- Work required:
Every line of the data below is to be duplicated exactly, pictures excepted.

Referring expression data:
####

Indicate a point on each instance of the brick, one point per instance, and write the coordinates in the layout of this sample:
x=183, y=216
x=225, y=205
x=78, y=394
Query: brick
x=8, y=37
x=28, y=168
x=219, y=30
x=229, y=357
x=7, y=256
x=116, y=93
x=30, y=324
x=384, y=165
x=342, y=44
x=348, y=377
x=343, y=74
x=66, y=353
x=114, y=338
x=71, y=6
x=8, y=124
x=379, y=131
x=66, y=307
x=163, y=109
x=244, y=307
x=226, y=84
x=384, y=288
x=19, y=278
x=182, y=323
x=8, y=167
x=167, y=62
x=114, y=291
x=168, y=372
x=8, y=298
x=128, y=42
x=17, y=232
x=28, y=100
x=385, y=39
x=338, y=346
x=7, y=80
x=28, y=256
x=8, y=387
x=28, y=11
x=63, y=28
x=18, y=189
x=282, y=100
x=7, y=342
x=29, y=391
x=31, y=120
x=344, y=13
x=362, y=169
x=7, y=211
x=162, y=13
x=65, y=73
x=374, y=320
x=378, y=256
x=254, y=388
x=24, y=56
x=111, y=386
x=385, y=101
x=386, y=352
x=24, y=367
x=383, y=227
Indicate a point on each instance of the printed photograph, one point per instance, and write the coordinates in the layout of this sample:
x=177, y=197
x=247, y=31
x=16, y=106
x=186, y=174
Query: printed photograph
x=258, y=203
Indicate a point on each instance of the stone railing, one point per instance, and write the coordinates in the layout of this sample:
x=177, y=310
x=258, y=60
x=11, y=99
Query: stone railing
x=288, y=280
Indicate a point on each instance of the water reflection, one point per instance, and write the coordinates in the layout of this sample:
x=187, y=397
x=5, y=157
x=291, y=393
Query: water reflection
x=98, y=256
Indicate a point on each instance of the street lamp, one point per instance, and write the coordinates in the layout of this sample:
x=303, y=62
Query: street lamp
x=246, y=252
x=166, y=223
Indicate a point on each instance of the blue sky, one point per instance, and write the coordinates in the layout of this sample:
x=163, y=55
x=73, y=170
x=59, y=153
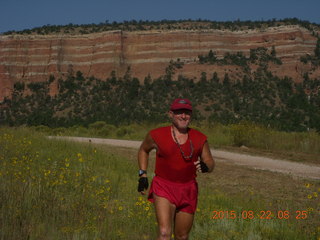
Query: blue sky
x=27, y=14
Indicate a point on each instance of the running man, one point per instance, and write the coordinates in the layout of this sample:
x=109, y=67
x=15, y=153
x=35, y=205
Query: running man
x=180, y=152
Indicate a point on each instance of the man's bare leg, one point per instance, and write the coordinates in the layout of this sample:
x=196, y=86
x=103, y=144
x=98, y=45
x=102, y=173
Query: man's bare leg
x=182, y=226
x=165, y=212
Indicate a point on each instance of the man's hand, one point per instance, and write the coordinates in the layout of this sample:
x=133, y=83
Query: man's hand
x=143, y=185
x=201, y=166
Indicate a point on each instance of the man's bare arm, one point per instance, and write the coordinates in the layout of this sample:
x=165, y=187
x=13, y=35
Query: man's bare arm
x=143, y=154
x=207, y=162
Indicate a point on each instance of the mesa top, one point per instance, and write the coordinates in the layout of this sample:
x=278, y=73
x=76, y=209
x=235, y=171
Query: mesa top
x=170, y=162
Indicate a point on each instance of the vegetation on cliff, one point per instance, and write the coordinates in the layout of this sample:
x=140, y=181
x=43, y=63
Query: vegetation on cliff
x=259, y=97
x=189, y=24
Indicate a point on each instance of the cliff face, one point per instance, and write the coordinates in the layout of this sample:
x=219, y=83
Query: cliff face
x=30, y=58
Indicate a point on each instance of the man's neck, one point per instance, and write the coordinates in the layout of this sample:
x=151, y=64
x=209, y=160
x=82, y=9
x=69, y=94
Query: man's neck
x=181, y=131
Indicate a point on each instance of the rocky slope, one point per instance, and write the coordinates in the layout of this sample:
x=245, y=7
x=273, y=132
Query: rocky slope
x=31, y=58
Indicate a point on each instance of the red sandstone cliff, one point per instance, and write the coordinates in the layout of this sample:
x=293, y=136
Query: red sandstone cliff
x=35, y=57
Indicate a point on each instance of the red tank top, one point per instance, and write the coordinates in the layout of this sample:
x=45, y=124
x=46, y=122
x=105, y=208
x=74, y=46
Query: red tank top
x=170, y=163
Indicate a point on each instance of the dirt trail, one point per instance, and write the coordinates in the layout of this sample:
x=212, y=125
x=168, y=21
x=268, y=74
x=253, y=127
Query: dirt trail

####

- Your response:
Indicate a point on each instance of the brick, one point per instance, and write the coordinates in the layout of this sample:
x=183, y=216
x=225, y=205
x=78, y=394
Query: brick
x=8, y=37
x=28, y=168
x=219, y=30
x=229, y=357
x=7, y=256
x=116, y=93
x=30, y=324
x=384, y=165
x=342, y=44
x=348, y=377
x=343, y=74
x=66, y=353
x=114, y=338
x=71, y=6
x=8, y=124
x=379, y=131
x=66, y=307
x=163, y=109
x=244, y=307
x=226, y=84
x=384, y=288
x=19, y=278
x=182, y=323
x=8, y=167
x=167, y=62
x=114, y=291
x=168, y=372
x=8, y=298
x=128, y=42
x=17, y=232
x=28, y=100
x=385, y=39
x=338, y=346
x=7, y=80
x=28, y=256
x=8, y=387
x=28, y=11
x=63, y=28
x=18, y=189
x=282, y=100
x=7, y=342
x=29, y=391
x=31, y=120
x=344, y=13
x=362, y=169
x=7, y=211
x=162, y=13
x=65, y=73
x=374, y=320
x=378, y=256
x=254, y=388
x=24, y=56
x=111, y=386
x=385, y=101
x=386, y=352
x=24, y=367
x=383, y=227
Indicate a point on each instance of the printed photograph, one point per instance, and write the coordinates in the layout of this sample:
x=177, y=197
x=247, y=31
x=16, y=106
x=186, y=174
Query: printed photograph
x=258, y=203
Indicate a point on each instance of the stone railing, one point per instance, and write the coordinates in the layout of this sample:
x=177, y=310
x=258, y=60
x=11, y=99
Query: stone railing
x=288, y=280
Indicate a point on each instance of the water reflection, one point per instance, and write the coordinates in the layout of this sample:
x=187, y=397
x=5, y=157
x=291, y=393
Query: water reflection
x=98, y=256
Indicate a point on each instance of the street lamp, one point per instance, and write the coordinates in the layout of this sample:
x=303, y=62
Query: street lamp
x=246, y=252
x=166, y=223
Indicate a point on each instance of the blue sky, one point per instance, and write the coordinates in the layout of this sample:
x=163, y=55
x=73, y=170
x=59, y=153
Query: blue sky
x=27, y=14
Indicate a point on each instance of the running man, one point per instance, and write the coordinates in the layout of this sample:
x=109, y=67
x=15, y=153
x=35, y=205
Query: running man
x=180, y=152
Indicate a point on each instance of the man's bare leg, one point per instance, and write the coordinates in the layout of this sample:
x=196, y=86
x=103, y=144
x=98, y=45
x=102, y=173
Query: man's bare leg
x=182, y=226
x=165, y=212
Indicate a point on each instance of the man's hand, one point per instance, and write the coordinates in the layout of this sample:
x=133, y=83
Query: man's hand
x=143, y=185
x=201, y=166
Indicate a point on each instance of the man's bare arm, one point per instance, and write the coordinates in the layout of this sample:
x=165, y=187
x=13, y=35
Query: man's bare arm
x=143, y=154
x=207, y=162
Indicate a point on each instance of the mesa top, one point per instance, and write the coordinates in the layout of this sample:
x=278, y=73
x=76, y=209
x=235, y=171
Query: mesa top
x=170, y=162
Indicate a point on each instance of the vegetation on cliff, one point per instance, and write the coordinates in the layout of this sample:
x=140, y=181
x=43, y=63
Query: vegetation on cliff
x=259, y=97
x=189, y=24
Indicate a point on each instance of the cliff face, one point per instance, and write the coordinates in the layout of this sample:
x=219, y=83
Query: cliff face
x=30, y=58
Indicate a point on each instance of the man's neck, one point per instance, and write the coordinates in the layout of this sample:
x=151, y=64
x=209, y=160
x=82, y=9
x=69, y=94
Query: man's neck
x=181, y=131
Indicate a point on each instance of the rocky slope, one point per instance, and write the coordinates in the layout of this sample:
x=245, y=7
x=273, y=132
Query: rocky slope
x=31, y=58
Indicate a point on each instance of the red sandstone cliff, one point per instance, and write the coordinates in the layout of this sample:
x=293, y=136
Query: red sandstone cliff
x=35, y=57
Indicate a point on each instance of the red tank top, one point per instance, and write the coordinates in the layout of this sample:
x=45, y=124
x=46, y=122
x=105, y=208
x=74, y=46
Query: red tank top
x=170, y=163
Indicate a point on each instance of the dirt trail, one point per instance, and write the coordinates in the layout of this sample:
x=212, y=125
x=168, y=21
x=268, y=74
x=253, y=127
Query: dirt trail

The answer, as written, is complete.